◆ WHAT THIS TASK INVOLVES: An exact transcription of every entry is required, with the images left out.

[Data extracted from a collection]

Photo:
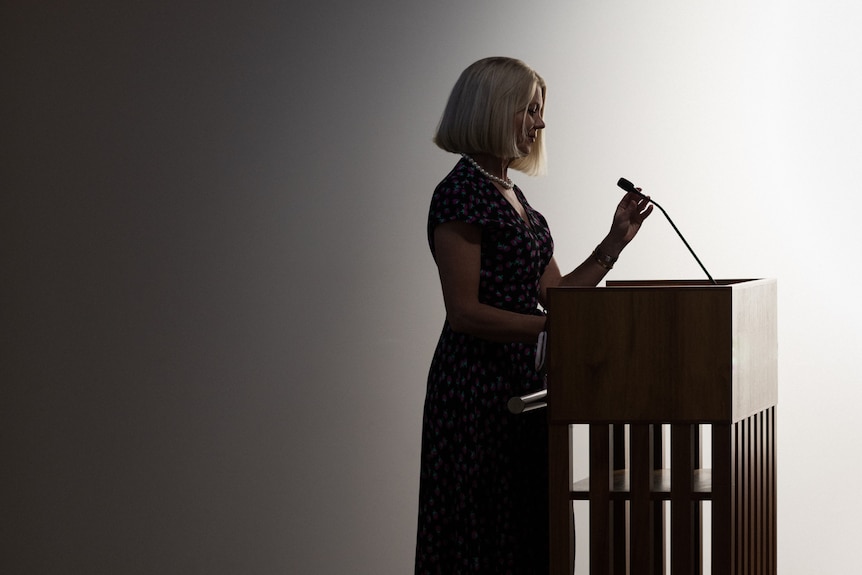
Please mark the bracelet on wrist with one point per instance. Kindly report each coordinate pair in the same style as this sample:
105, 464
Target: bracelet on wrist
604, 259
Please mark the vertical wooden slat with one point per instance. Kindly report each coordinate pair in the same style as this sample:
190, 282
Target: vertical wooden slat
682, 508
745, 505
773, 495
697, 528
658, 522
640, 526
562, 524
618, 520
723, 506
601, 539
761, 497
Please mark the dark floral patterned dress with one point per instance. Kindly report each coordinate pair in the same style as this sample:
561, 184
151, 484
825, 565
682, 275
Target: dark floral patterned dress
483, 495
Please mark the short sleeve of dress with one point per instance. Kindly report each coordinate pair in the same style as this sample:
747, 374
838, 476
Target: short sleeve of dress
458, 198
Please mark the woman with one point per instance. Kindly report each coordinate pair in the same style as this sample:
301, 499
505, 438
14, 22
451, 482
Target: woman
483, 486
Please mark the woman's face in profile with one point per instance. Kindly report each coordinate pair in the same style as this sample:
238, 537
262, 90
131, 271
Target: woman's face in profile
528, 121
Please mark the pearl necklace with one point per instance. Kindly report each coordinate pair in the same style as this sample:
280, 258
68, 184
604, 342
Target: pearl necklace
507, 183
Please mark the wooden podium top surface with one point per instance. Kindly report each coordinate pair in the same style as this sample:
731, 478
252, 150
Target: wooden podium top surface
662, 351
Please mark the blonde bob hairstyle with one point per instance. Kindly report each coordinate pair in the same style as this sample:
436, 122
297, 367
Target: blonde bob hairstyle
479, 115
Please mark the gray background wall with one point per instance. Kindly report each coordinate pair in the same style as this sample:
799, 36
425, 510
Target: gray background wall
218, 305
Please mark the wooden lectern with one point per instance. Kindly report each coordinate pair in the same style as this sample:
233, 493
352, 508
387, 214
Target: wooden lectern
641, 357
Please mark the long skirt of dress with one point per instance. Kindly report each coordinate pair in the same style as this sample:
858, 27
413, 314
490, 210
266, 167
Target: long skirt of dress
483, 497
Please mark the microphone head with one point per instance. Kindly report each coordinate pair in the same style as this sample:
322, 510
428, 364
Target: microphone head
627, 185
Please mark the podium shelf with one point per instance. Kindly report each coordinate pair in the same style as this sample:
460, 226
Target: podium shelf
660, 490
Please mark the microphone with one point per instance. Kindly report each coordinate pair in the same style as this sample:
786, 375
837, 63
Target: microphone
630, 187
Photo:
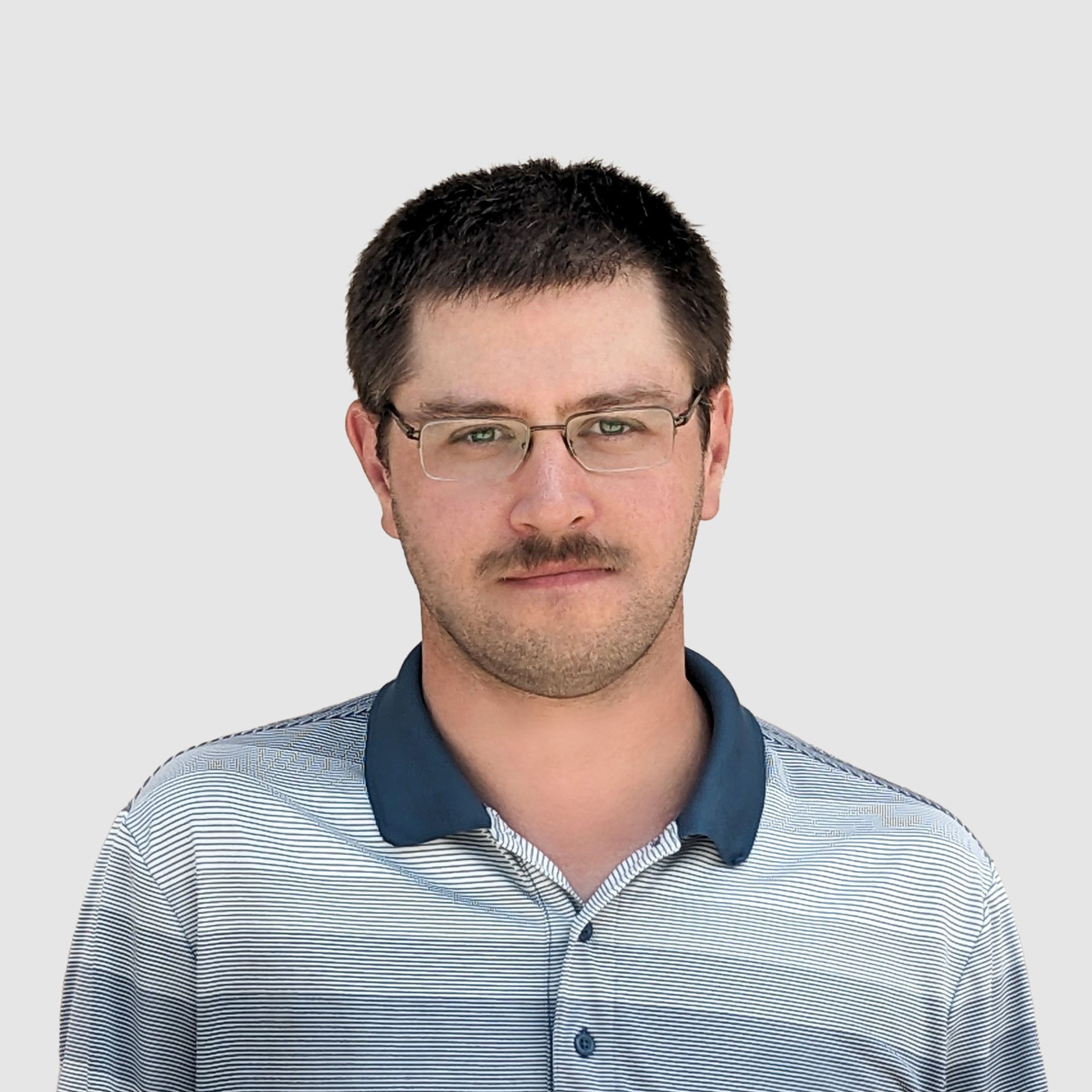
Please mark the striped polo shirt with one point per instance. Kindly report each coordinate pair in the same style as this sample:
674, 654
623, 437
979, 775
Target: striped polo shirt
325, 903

◆ EXERCISE ANSWER:
Photo:
Please mark the bracelet on wrist with one point per instance. Kindly report each coordinate pair in the same style as this sample:
105, 464
Target: bracelet on wrist
604, 259
Please mark the vertical wooden slat with one point per instance. Kindly report each coordinate pair in the same style as this sample:
190, 282
Target: vertical wooden slat
682, 508
745, 505
773, 495
697, 528
658, 522
640, 526
562, 524
618, 520
723, 506
601, 539
761, 497
Please mark the dark floral patterned dress with one point per instance. Kindly report each coordinate pair in the same style as this sample:
561, 184
151, 484
825, 565
682, 275
Target: dark floral patterned dress
483, 495
Please mark the short sleeve of dress with one point per instance. Kindly report each coordinate pair in the same style as this sample:
747, 374
838, 476
Target: short sleeve of dress
458, 198
Please mark the woman with one point per instance. Kindly report each coordinate pair in the same style as this sample:
301, 499
505, 438
14, 22
451, 482
Target: woman
483, 486
Please mark the woman's face in profile with one point per instance. Kindly report each coordinate pair in the same style as this sample:
238, 537
262, 90
131, 271
Target: woman's face in profile
528, 121
Please mark the pearl necklace with one point per instance. Kindly report each coordinate pair in the same style as this sample:
280, 258
68, 184
604, 342
Target: pearl necklace
507, 183
Please mark the wooden podium top surface with one point per instance. Kindly report each coordinate pair in the same style as this sample:
731, 478
252, 150
Target: wooden podium top surface
662, 351
Please mark the blonde bob hairstyle with one point per instance. Kindly report each coordinate pair in the same style as this sample:
436, 122
297, 367
Target: blonde bob hairstyle
479, 115
Please mark the gray background wall with one point per instance. Kindly report each coordinate pair in the same style as this sample:
799, 36
425, 510
Target: gray background wall
218, 305
Please mark the wooden lectern with one point per instance. Kindly report each coordinate pair in the same style as this sample:
233, 493
352, 508
387, 214
Target: wooden lectern
641, 357
Please mark the long skirt of dress with one point per instance. Kindly report each coordinate pair in the same style as this sample:
858, 27
413, 314
490, 210
266, 167
Target: long skirt of dress
483, 497
Please mark the microphone head with one point per instance. Kindly report each coordinate pair in the same style as this sample:
322, 510
428, 364
Target: microphone head
627, 185
Please mark the podium shelf with one point per instance. Kindly report each coordinate pair in the same style as this sample:
460, 226
Target: podium shelf
660, 490
Please mark the microphone with one point per instance. Kindly report each coordinate pair in the same style as this sample:
786, 375
837, 63
Target: microphone
630, 187
Photo:
Please mark the striped polo shirt with one point per instance. Kindly report each coordinate pair in the same style as this sample:
674, 654
623, 437
979, 775
Target: striped polo shirt
325, 903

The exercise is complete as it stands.